WHAT TO DO —
Please return each entry that follows exactly as written, and keep the pictures out.

[Extracted data entries]
○ ○ ○ ○ ○ ○ ○

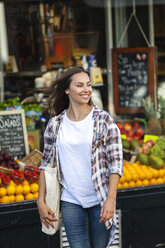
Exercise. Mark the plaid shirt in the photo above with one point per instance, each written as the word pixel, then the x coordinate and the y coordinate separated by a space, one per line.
pixel 107 156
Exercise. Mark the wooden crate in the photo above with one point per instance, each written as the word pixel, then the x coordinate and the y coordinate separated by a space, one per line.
pixel 33 158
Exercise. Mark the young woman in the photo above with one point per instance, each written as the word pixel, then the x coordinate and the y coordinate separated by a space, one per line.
pixel 89 160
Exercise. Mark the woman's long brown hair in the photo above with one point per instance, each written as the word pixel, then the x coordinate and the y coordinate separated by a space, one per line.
pixel 57 99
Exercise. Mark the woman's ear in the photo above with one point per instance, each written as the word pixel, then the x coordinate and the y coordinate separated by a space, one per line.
pixel 67 91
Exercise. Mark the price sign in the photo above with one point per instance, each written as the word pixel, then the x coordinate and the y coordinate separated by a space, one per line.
pixel 133 78
pixel 13 133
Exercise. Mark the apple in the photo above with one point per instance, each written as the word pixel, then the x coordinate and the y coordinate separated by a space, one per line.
pixel 140 132
pixel 127 126
pixel 131 133
pixel 120 126
pixel 136 126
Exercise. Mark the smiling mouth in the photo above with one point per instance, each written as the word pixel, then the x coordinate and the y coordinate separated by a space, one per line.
pixel 85 96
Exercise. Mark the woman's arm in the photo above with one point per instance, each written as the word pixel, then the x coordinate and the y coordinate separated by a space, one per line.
pixel 108 207
pixel 46 214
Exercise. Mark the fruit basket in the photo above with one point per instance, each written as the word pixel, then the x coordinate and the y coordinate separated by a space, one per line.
pixel 7 162
pixel 33 158
pixel 132 129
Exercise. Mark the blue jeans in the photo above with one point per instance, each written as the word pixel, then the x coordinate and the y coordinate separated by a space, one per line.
pixel 82 226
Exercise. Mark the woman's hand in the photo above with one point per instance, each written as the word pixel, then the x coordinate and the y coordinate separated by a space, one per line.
pixel 47 216
pixel 107 210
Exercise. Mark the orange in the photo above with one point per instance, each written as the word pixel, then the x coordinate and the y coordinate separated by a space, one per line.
pixel 132 184
pixel 142 176
pixel 18 189
pixel 36 195
pixel 161 172
pixel 5 199
pixel 19 197
pixel 128 177
pixel 10 190
pixel 29 196
pixel 125 185
pixel 134 177
pixel 2 191
pixel 160 180
pixel 148 175
pixel 139 183
pixel 155 173
pixel 26 189
pixel 34 187
pixel 12 182
pixel 153 181
pixel 11 198
pixel 122 179
pixel 25 182
pixel 145 182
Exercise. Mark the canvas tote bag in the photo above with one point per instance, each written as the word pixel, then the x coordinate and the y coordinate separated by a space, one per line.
pixel 53 195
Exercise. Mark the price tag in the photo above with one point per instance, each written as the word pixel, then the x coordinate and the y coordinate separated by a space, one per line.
pixel 150 137
pixel 123 136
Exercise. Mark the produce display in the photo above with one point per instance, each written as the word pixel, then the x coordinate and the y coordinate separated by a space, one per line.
pixel 137 174
pixel 132 130
pixel 153 153
pixel 17 183
pixel 7 161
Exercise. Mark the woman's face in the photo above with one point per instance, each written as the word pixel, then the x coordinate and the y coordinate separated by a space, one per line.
pixel 80 89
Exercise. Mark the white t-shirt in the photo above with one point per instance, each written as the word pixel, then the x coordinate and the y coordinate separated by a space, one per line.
pixel 75 150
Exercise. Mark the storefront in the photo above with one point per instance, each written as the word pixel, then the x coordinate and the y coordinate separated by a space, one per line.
pixel 124 43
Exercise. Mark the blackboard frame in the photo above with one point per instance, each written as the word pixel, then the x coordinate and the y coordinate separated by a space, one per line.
pixel 115 53
pixel 22 114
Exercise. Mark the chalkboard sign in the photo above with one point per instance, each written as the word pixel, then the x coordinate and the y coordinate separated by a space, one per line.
pixel 133 78
pixel 13 133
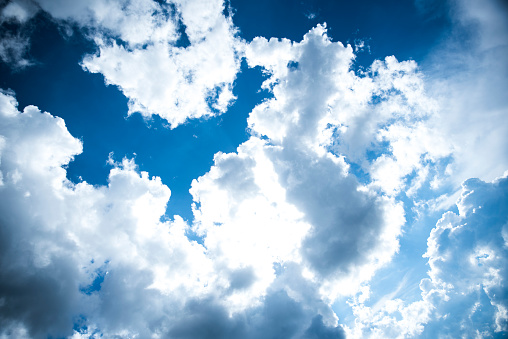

○ ○ ○ ○ ○ ○ ○

ANSWER TO THIS PROBLEM —
Exercise. Mark the plaid shirt in the photo above with one point per instance, each written as the word pixel, then the x coordinate and the y coordinate separated by a space, one per line.
pixel 107 156
Exercise. Mark the wooden crate in the photo above with one point per instance, each written as the word pixel, then the x coordinate and the y coordinate separated by a space, one per line.
pixel 33 158
Exercise. Mark the young woman in the photo above with one point per instance, each written as the word pixel, then the x coordinate and the y coordinate separated by a space, one per line.
pixel 89 160
Exercise. Mark the woman's long brown hair in the photo above with one point per instance, each written as the word pixel, then the x coordinate and the y coordinate separated by a space, one per line.
pixel 57 99
Exercise. Mark the woman's ear in the photo above with one point per instance, each written as the word pixel, then the x coordinate and the y coordinate separated by a space, one per line.
pixel 67 91
Exercise. Mark the price sign in the photo above with one point per instance, each written as the word pixel, then the x coordinate and the y coordinate separated by a space, one per line.
pixel 133 78
pixel 13 133
Exercise. Mark the apple in the photo above with one point per instance, each written as the word pixel, then the x coordinate and the y coordinate separated by a space, one per line.
pixel 140 132
pixel 127 126
pixel 131 133
pixel 120 126
pixel 136 126
Exercise. Mark the smiling mouth in the photo above with one point per instance, each written as the word pixel, then the x coordinate and the y coordinate separated by a space, one per line.
pixel 85 96
Exercise. Mark the woman's arm in the photo above with one point per instance, each written as the word pixel, then the x coordinate and the y coordinate separated by a space, one per line.
pixel 108 207
pixel 46 214
Exercise. Mark the fruit basket in the photo above with one point per instance, each written as the word pixel, then the x coordinate and the y coordinate separated by a space, one per line.
pixel 7 162
pixel 33 158
pixel 132 129
Exercise. Mark the blue jeans in the photo above with one point per instance, each written as the word pixel, then the x coordinate and the y coordinate separated by a space, one per line.
pixel 82 226
Exercise. Mark the woman's hand in the photo above with one point per instance, each written as the word pixel, then the x coordinate and the y coordinate separated by a space, one per line.
pixel 47 216
pixel 107 210
Exercise. Mark the orange in the photo above with one point per instance, each written as the word pixel, then the x coordinate and the y coordinate separated by a space, one per line.
pixel 132 184
pixel 142 176
pixel 18 189
pixel 36 195
pixel 161 172
pixel 5 199
pixel 19 197
pixel 128 177
pixel 10 190
pixel 29 196
pixel 125 185
pixel 134 177
pixel 2 191
pixel 160 180
pixel 148 175
pixel 139 183
pixel 155 173
pixel 26 189
pixel 34 187
pixel 12 182
pixel 153 181
pixel 11 198
pixel 122 179
pixel 25 182
pixel 145 182
Exercise. Mark the canvas tote bag in the photo above with one point per instance, each written as the word pixel, then the x coordinate and the y coordinate separated by a space, one per line.
pixel 53 195
Exercise. Mark the price tag in the photo above with one point per instance, each written as the word pixel, then the x coordinate and the y coordinate separated by a space, one per line.
pixel 150 137
pixel 123 136
Exercise. Mark the produce display in the photo above with one point per instance, each written as the word pixel, then the x coordinate and the y coordinate separated by a space, one per line.
pixel 137 174
pixel 132 130
pixel 153 153
pixel 17 183
pixel 7 161
Exercise. Mark the woman's face in the photo above with one point per instance, each written as the word pixel, then the x coordinate and the y coordinate separated by a space, one per line.
pixel 80 89
Exercise. Mark the white t-shirt in the photo above with one point per instance, each written as the word pixel, then the x coordinate and the y coordinate separated by a space, one per line.
pixel 75 150
Exercise. Mark the storefront in the photo above with one point per instance, each written as the word pixel, then the x coordinate and the y coordinate separated by a space, one per line.
pixel 124 43
Exercise. Mark the blackboard frame in the photo above with one point per instance, each written as the word pixel, then the x coordinate and the y coordinate separated by a space, one per line.
pixel 115 53
pixel 22 114
Exercise. Mark the chalkboard sign in the photo above with one point per instance, each written as the word pixel, then the x coordinate and the y coordinate separated by a space, one per line.
pixel 133 78
pixel 13 133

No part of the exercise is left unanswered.